◆ TEXTE D'ÉTUDE
----

La MACIF réplique que :

- l'appelante échoue dans la démonstration d'un vice affectant la motivation de l'ordonnance ;

- le rapport du docteur [F] n'est pas définitif puisqu'un avis sapiteur a été demandé, ses conclusions font l'objet de contestations tant sur l'analyse médico-légale des conséquences imputables à l'accident que s'agissant de l'évaluation du dommage essentiellement au titre de la tierce personne et l'appelante procède à une véritable liquidation de son préjudice ce qui vide de tout sens le débat sur la liquidation.

MOTIFS DE LA DÉCISION

En application de l'article 835 alinéa 2 du code de procédure civile, le président du tribunal judiciaire ou le juge des contentieux de la protection dans les limites de sa compétence peuvent, dans les cas où l'existence de l'obligation n'est pas sérieusement contestable, accorder une provision au créancier.

Le juge des référés peut accorder une provision égale à la totalité des sommes incontestablement dues puisque la seule limite dans la fixation du montant de la provision à allouer est le montant non sérieusement contestable de l'obligation (Civ. 2ème, 15 avril 2010, n° 09-66.705 ; Civ. 3ème, 5 octobre 2010, n° 09-70.147).

----

◆ CONSIGNES
(1) Répondez aux questions suivantes à partir du texte d'étude.
(a) D'après la MACIF, pourquoi le rapport du docteur [F] n'est-il pas définitif ?
(b) Quel article du code de procédure civile est invoqué dans les motifs de la décision ?
(c) Quelle est la seule limite dans la fixation du montant de la provision à allouer ?
(2) Réécrivez tout ce qui va de « En application de » jusqu'à « provision au créancier. » dans le texte d'étude, en remplaçant « tribunal judiciaire » par « tribunal de commerce ».

◆ DONNÉES À EXAMINER

----

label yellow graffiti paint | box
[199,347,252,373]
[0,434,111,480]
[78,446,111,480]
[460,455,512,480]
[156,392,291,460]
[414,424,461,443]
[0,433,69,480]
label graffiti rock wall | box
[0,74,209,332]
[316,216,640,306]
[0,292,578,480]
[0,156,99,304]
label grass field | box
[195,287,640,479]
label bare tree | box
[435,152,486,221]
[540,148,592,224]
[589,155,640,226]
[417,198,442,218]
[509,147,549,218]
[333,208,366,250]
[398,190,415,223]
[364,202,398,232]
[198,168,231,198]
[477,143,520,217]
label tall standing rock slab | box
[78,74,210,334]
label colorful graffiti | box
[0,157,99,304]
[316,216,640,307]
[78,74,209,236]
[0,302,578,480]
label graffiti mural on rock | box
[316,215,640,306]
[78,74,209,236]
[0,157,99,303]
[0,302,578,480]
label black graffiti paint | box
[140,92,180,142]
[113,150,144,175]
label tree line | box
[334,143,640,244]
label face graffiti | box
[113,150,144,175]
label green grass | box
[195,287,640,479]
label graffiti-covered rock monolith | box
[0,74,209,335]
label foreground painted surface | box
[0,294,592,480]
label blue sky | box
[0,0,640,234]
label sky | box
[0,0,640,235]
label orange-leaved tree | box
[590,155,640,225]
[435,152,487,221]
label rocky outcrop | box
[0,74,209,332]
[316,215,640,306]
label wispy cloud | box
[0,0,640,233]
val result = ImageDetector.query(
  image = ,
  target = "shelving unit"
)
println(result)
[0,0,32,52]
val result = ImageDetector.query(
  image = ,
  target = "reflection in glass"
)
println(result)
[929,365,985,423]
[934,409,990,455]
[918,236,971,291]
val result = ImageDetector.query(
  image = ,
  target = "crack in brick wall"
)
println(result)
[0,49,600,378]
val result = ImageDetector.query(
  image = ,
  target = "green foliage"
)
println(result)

----

◆ RÉPONSES FOURNIES
(1)
(a) Parce qu'un avis sapiteur a été demandé.
(b) L'article 835 alinéa 2.
(c) Le montant non sérieusement contestable de l'obligation.

(2)
En application de l'article 835 alinéa 2 du code de procédure civile, le président du tribunal de commerce ou le juge des contentieux de la protection dans les limites de sa compétence peuvent, dans les cas où l'existence de l'obligation n'est pas sérieusement contestable, accorder une provision au créancier.